*TASK GOAL*. What is needed is an exact printout of all the data.

(Entries taken from a collection)
*** Block opens ***

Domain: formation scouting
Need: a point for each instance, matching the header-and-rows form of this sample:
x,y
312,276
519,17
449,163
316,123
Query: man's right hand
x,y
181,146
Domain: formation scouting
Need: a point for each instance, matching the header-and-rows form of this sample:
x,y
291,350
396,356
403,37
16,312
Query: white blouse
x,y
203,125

*** Block closes ***

*FINISHED EXERCISE*.
Domain: formation scouting
Need: a point for each instance, matching the header-and-rows form of this sample:
x,y
312,276
519,17
449,163
316,123
Query: man's right hand
x,y
181,146
Domain: formation scouting
Need: a point for each instance, matching the header-and-rows form of this sample:
x,y
291,350
396,356
403,37
16,312
Query: white blouse
x,y
203,125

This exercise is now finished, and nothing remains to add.